YOUR INSTRUCTIONS
The output is the lines below from the one with "Can you find the woman's" through the one with "Can you find the sunglasses", both included, printed exactly and with no other line.

DATA RECORDS
○ ○ ○ ○ ○
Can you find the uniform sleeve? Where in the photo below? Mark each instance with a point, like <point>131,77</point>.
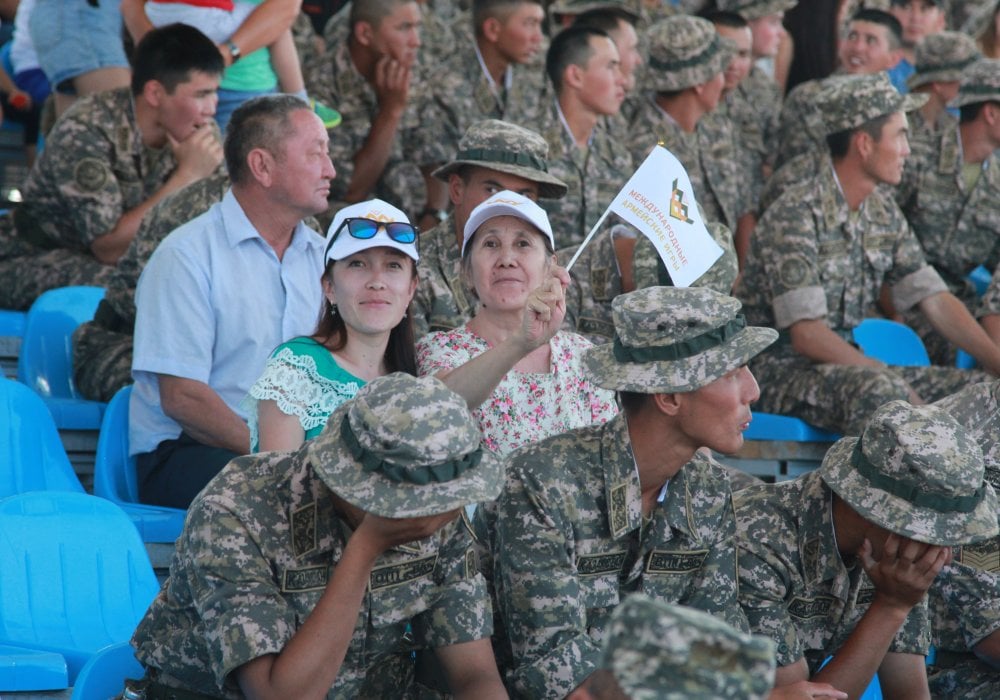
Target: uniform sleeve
<point>539,593</point>
<point>462,612</point>
<point>788,249</point>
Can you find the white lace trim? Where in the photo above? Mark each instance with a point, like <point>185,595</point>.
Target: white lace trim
<point>294,383</point>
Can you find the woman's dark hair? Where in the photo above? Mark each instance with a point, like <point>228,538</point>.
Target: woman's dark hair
<point>400,351</point>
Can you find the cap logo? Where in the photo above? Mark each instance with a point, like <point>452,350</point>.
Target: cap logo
<point>912,493</point>
<point>441,472</point>
<point>682,349</point>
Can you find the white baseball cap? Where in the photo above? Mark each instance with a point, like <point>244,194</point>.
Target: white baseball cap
<point>341,244</point>
<point>507,203</point>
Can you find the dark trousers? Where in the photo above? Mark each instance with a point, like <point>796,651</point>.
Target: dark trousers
<point>174,473</point>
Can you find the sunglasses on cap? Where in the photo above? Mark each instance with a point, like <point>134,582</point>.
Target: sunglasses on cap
<point>365,229</point>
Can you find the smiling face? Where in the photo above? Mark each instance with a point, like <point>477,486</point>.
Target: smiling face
<point>716,414</point>
<point>371,289</point>
<point>305,170</point>
<point>507,259</point>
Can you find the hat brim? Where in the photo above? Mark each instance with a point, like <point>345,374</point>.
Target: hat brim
<point>375,494</point>
<point>549,186</point>
<point>669,81</point>
<point>917,523</point>
<point>675,375</point>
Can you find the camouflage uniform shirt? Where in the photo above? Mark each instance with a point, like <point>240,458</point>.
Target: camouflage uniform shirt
<point>335,81</point>
<point>793,584</point>
<point>441,302</point>
<point>258,547</point>
<point>573,542</point>
<point>958,228</point>
<point>709,155</point>
<point>594,174</point>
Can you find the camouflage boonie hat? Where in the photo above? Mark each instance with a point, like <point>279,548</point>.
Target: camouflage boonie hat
<point>659,651</point>
<point>915,472</point>
<point>980,83</point>
<point>671,339</point>
<point>578,7</point>
<point>507,148</point>
<point>755,9</point>
<point>405,447</point>
<point>942,57</point>
<point>851,101</point>
<point>684,51</point>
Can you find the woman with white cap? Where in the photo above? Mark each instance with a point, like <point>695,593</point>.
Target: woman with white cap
<point>519,373</point>
<point>364,329</point>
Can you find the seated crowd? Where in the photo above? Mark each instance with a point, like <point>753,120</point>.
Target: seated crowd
<point>422,458</point>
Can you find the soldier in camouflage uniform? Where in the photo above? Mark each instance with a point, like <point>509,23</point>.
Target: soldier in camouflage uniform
<point>597,278</point>
<point>838,561</point>
<point>102,348</point>
<point>684,85</point>
<point>110,159</point>
<point>492,156</point>
<point>371,80</point>
<point>657,651</point>
<point>590,516</point>
<point>940,60</point>
<point>872,44</point>
<point>818,262</point>
<point>950,195</point>
<point>584,151</point>
<point>320,571</point>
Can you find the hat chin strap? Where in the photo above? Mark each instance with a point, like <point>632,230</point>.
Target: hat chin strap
<point>911,493</point>
<point>682,349</point>
<point>442,472</point>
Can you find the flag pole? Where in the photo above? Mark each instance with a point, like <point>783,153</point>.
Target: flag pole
<point>587,239</point>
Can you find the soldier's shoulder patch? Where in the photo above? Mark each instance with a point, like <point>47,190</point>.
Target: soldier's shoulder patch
<point>90,175</point>
<point>793,272</point>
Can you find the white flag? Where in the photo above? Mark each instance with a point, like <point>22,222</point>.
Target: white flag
<point>658,200</point>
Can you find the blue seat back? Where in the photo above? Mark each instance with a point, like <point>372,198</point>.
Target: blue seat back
<point>46,360</point>
<point>104,675</point>
<point>32,457</point>
<point>114,469</point>
<point>891,342</point>
<point>74,575</point>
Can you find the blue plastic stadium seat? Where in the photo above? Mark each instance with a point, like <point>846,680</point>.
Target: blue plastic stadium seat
<point>980,278</point>
<point>891,342</point>
<point>104,675</point>
<point>46,360</point>
<point>29,669</point>
<point>115,478</point>
<point>32,457</point>
<point>74,575</point>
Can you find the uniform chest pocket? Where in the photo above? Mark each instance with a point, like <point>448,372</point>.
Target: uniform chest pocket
<point>402,590</point>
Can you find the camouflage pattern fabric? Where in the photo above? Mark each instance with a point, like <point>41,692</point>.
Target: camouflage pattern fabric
<point>94,169</point>
<point>460,95</point>
<point>572,543</point>
<point>793,584</point>
<point>812,259</point>
<point>102,348</point>
<point>405,447</point>
<point>658,651</point>
<point>709,156</point>
<point>441,302</point>
<point>258,549</point>
<point>964,605</point>
<point>670,339</point>
<point>648,269</point>
<point>334,81</point>
<point>684,51</point>
<point>917,472</point>
<point>594,174</point>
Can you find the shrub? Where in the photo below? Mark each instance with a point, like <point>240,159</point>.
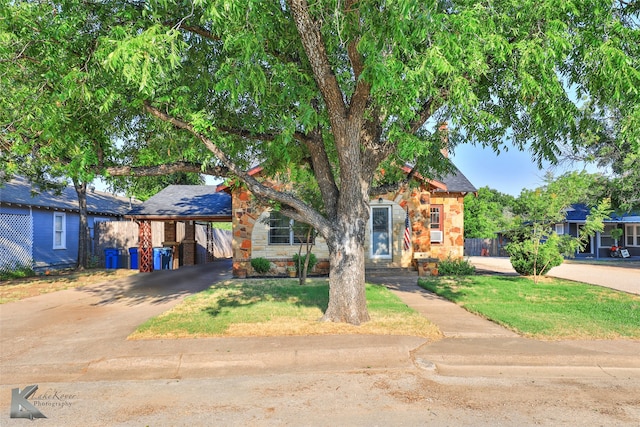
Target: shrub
<point>532,258</point>
<point>455,267</point>
<point>261,265</point>
<point>16,271</point>
<point>312,261</point>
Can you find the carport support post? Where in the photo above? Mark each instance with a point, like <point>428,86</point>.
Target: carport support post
<point>170,236</point>
<point>145,247</point>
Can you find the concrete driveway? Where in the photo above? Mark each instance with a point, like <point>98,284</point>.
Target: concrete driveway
<point>625,277</point>
<point>91,323</point>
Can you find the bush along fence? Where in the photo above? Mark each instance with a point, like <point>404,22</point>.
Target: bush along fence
<point>485,247</point>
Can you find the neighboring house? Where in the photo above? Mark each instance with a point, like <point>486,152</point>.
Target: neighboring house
<point>599,246</point>
<point>42,230</point>
<point>436,227</point>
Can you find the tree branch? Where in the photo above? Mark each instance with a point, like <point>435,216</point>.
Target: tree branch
<point>257,188</point>
<point>317,55</point>
<point>159,170</point>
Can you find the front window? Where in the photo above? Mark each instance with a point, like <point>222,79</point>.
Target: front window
<point>285,231</point>
<point>59,231</point>
<point>632,232</point>
<point>436,218</point>
<point>435,224</point>
<point>605,237</point>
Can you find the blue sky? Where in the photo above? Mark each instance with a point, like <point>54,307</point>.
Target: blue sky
<point>509,172</point>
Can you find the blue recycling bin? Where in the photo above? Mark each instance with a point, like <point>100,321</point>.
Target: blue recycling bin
<point>167,258</point>
<point>133,258</point>
<point>111,258</point>
<point>157,258</point>
<point>162,258</point>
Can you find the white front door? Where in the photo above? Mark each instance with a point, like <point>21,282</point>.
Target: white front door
<point>380,231</point>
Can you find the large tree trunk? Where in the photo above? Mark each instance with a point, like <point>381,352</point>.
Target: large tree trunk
<point>347,299</point>
<point>83,232</point>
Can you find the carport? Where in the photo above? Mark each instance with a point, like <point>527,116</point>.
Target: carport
<point>178,203</point>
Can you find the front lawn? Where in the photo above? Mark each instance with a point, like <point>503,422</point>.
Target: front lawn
<point>17,289</point>
<point>552,309</point>
<point>276,307</point>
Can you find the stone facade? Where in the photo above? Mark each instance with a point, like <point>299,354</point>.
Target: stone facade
<point>250,232</point>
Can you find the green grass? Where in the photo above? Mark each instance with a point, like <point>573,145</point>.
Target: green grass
<point>279,307</point>
<point>552,309</point>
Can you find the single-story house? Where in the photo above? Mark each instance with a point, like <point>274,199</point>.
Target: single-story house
<point>41,230</point>
<point>430,214</point>
<point>599,246</point>
<point>181,208</point>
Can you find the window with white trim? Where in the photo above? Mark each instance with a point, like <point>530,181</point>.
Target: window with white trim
○ ○ ○ ○ ○
FINISHED TASK
Can you find the woman's dark hair? Where in the photo above? Mark each instance with a point, like <point>228,538</point>.
Target: woman's dark hair
<point>400,351</point>
Can you find the cap logo? Where in the photo above? Mark each instance with a point, like <point>452,350</point>.
Target: cap logo
<point>912,493</point>
<point>441,472</point>
<point>682,349</point>
Can you find the white baseball cap? Where in the photo above? Mark each instance with a point, like <point>244,194</point>.
Target: white baseball cap
<point>341,244</point>
<point>507,203</point>
Can you find the dark trousers? Where in the photo above? Mark each instance with a point, like <point>796,651</point>.
Target: dark trousers
<point>174,473</point>
Can you find the sunglasses on cap? Where in the photo above? Mark each instance with a point, like <point>134,582</point>.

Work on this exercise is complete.